*Exercise task*: Count the lines of the records below that contain the string "wooden", treating uppercase and lowercase as distinct, and state only the resulting number.

*Extracted entries*:
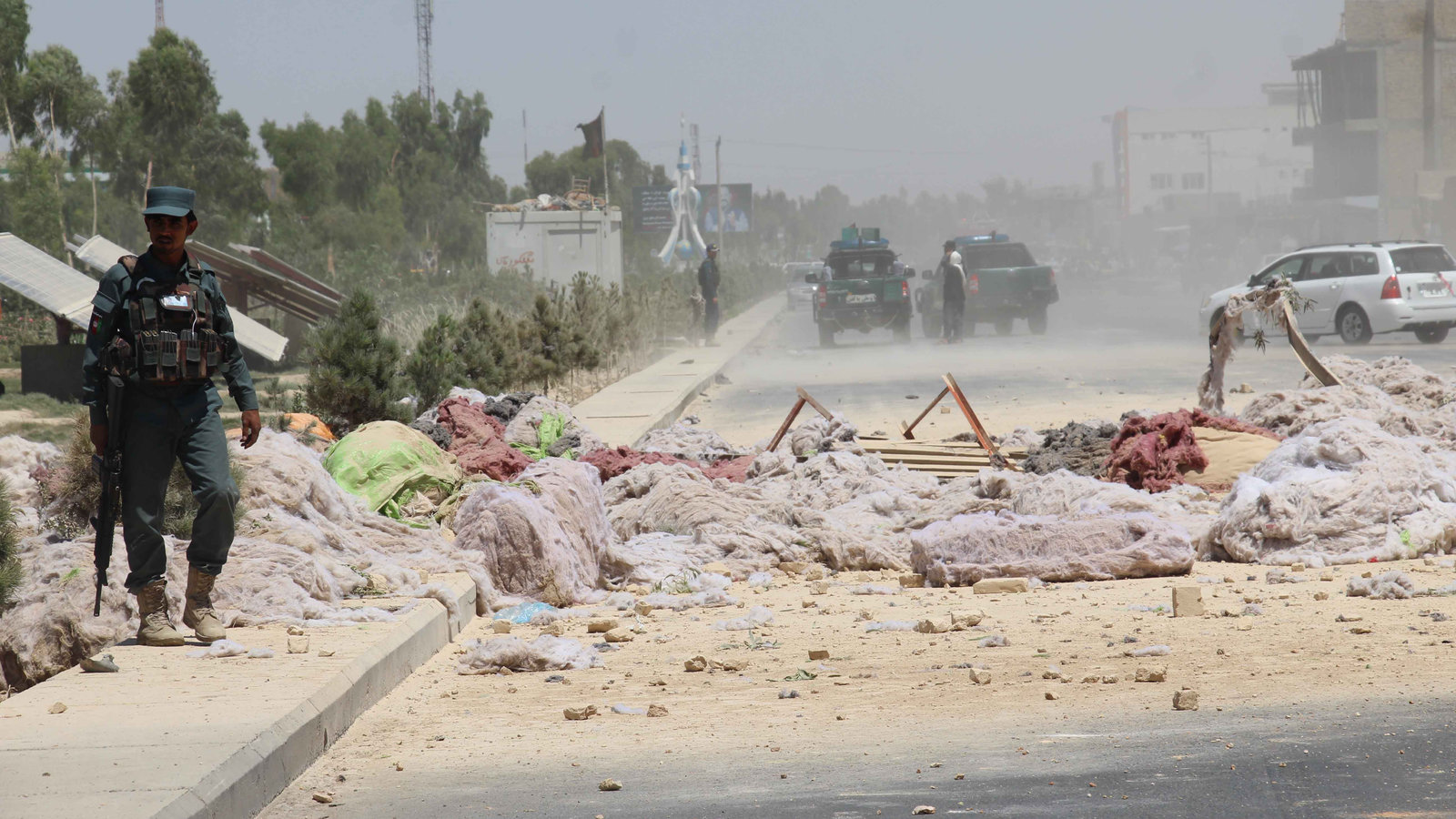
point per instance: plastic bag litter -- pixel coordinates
(524, 430)
(757, 615)
(528, 612)
(1388, 586)
(713, 599)
(388, 464)
(516, 654)
(890, 625)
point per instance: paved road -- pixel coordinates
(1098, 360)
(1361, 760)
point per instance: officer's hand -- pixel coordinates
(252, 424)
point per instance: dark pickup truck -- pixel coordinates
(1002, 283)
(863, 288)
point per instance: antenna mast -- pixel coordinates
(424, 24)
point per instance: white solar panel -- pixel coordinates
(46, 280)
(101, 254)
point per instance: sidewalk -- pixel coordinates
(175, 736)
(654, 397)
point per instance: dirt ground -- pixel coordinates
(1079, 370)
(1308, 643)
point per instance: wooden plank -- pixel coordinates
(907, 430)
(785, 426)
(804, 395)
(976, 423)
(921, 443)
(1303, 353)
(932, 460)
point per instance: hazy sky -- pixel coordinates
(868, 96)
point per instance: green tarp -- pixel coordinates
(389, 464)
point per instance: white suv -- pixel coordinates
(1359, 290)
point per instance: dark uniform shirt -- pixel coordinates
(708, 278)
(109, 319)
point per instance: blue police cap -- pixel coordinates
(169, 201)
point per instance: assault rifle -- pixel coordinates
(108, 464)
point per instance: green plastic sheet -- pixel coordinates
(389, 464)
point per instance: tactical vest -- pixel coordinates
(172, 329)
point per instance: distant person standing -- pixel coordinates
(953, 295)
(708, 283)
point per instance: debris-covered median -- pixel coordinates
(516, 491)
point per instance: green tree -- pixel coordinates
(354, 368)
(434, 366)
(57, 101)
(490, 354)
(58, 98)
(15, 29)
(308, 157)
(165, 116)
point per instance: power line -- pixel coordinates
(846, 149)
(424, 25)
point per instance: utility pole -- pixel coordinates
(718, 162)
(696, 155)
(424, 26)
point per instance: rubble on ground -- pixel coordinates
(1081, 448)
(1368, 472)
(973, 547)
(1154, 452)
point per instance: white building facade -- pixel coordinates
(1208, 157)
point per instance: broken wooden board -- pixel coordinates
(941, 458)
(1303, 353)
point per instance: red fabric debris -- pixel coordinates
(478, 440)
(612, 462)
(1152, 453)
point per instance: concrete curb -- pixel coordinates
(261, 770)
(618, 413)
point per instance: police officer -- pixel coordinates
(175, 332)
(953, 295)
(708, 283)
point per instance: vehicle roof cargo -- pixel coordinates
(858, 245)
(982, 239)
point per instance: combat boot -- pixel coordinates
(157, 625)
(198, 614)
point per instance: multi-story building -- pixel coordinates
(1208, 159)
(1378, 106)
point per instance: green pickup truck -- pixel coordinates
(863, 288)
(1002, 283)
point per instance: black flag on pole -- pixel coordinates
(594, 133)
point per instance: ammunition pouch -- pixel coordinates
(172, 327)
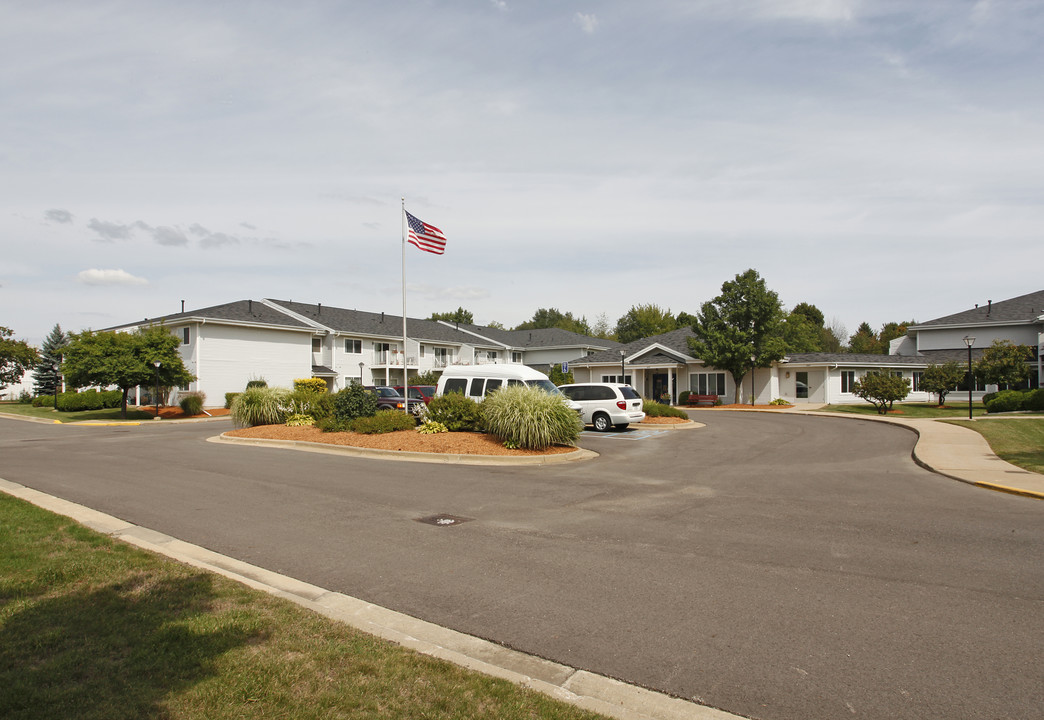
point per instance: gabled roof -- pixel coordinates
(542, 337)
(246, 312)
(1026, 308)
(675, 341)
(375, 324)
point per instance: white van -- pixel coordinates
(478, 381)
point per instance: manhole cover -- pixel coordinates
(443, 520)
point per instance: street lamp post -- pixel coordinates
(156, 364)
(970, 340)
(753, 359)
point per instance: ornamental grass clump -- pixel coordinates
(260, 406)
(530, 418)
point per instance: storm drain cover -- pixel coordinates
(443, 521)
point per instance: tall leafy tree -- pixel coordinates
(1004, 363)
(743, 321)
(552, 317)
(864, 341)
(47, 374)
(644, 320)
(16, 357)
(458, 315)
(124, 360)
(942, 379)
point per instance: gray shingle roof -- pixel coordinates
(1024, 308)
(239, 311)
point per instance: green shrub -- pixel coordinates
(191, 404)
(307, 402)
(260, 406)
(456, 412)
(388, 421)
(530, 417)
(331, 424)
(655, 409)
(1005, 401)
(354, 402)
(1034, 400)
(314, 384)
(429, 427)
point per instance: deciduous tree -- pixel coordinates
(942, 379)
(124, 360)
(644, 320)
(743, 321)
(1004, 363)
(881, 389)
(16, 357)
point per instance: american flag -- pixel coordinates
(428, 238)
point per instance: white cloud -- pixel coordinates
(98, 277)
(588, 23)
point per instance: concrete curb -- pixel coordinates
(403, 456)
(579, 688)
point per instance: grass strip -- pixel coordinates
(1018, 441)
(94, 628)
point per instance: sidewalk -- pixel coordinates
(953, 451)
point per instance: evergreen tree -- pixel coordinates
(47, 374)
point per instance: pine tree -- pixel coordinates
(45, 377)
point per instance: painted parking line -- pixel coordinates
(624, 435)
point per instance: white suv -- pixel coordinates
(606, 405)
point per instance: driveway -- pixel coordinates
(775, 567)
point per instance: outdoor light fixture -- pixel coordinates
(157, 366)
(753, 359)
(970, 340)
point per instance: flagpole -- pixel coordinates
(405, 370)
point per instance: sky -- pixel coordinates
(881, 160)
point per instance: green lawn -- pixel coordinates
(1019, 441)
(951, 409)
(94, 628)
(49, 414)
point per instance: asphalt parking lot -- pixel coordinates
(773, 567)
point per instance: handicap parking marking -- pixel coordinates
(623, 435)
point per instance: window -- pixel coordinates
(707, 383)
(848, 380)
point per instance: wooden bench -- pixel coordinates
(700, 401)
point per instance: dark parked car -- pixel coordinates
(425, 392)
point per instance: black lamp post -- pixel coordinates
(970, 340)
(156, 364)
(753, 360)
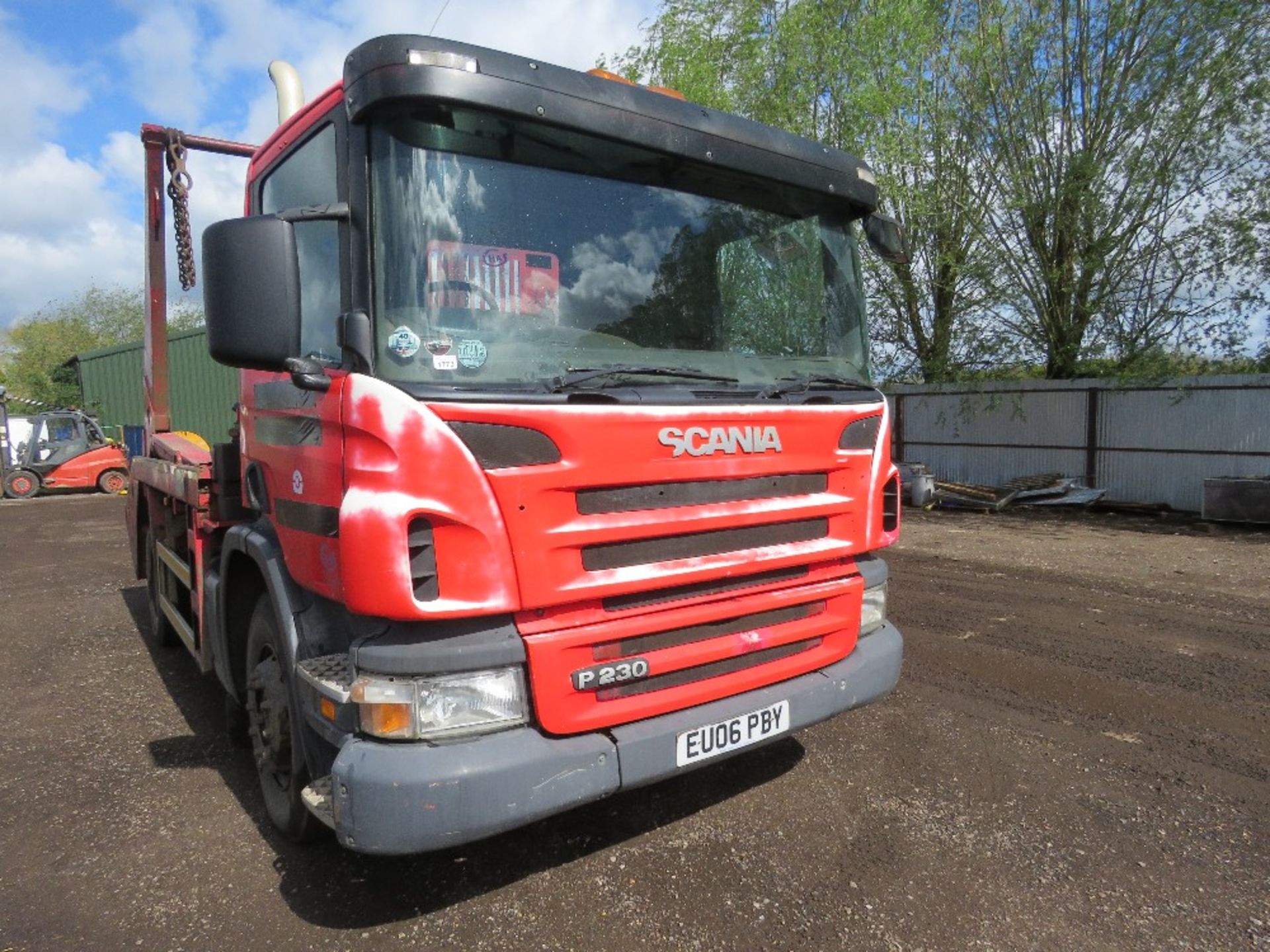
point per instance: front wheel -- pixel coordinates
(21, 484)
(113, 481)
(275, 729)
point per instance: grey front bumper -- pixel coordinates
(413, 799)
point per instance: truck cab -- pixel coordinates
(559, 469)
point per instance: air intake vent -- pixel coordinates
(498, 447)
(423, 560)
(860, 434)
(890, 506)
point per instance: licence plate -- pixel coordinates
(736, 733)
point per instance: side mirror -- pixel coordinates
(887, 238)
(252, 292)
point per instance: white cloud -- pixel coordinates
(38, 93)
(70, 216)
(164, 63)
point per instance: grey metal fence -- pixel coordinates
(1142, 444)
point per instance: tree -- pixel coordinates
(34, 349)
(816, 69)
(1129, 139)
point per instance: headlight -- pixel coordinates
(873, 611)
(443, 706)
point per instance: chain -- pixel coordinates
(178, 190)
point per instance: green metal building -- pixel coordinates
(202, 391)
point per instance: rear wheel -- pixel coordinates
(113, 481)
(21, 484)
(275, 729)
(160, 629)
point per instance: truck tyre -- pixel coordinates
(21, 484)
(160, 629)
(113, 481)
(275, 730)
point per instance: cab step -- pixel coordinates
(319, 800)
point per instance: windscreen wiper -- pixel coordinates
(800, 385)
(577, 375)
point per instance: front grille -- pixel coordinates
(642, 600)
(618, 555)
(667, 495)
(673, 637)
(715, 669)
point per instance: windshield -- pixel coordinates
(495, 272)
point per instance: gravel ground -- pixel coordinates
(1078, 758)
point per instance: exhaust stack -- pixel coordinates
(291, 92)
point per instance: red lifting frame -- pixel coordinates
(155, 139)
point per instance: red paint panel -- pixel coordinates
(310, 474)
(403, 462)
(292, 130)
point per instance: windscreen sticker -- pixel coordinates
(439, 347)
(472, 354)
(404, 342)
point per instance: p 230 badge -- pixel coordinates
(605, 676)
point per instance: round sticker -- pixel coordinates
(404, 342)
(472, 354)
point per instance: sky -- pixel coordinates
(83, 75)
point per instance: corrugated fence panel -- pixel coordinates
(1194, 433)
(1174, 479)
(996, 466)
(112, 386)
(1155, 444)
(1217, 420)
(1013, 419)
(994, 437)
(202, 391)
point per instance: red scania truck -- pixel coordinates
(556, 470)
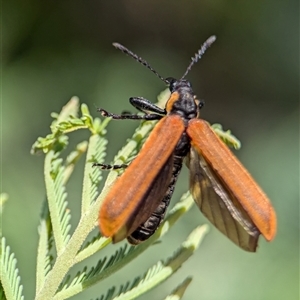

*Exercise response*: 3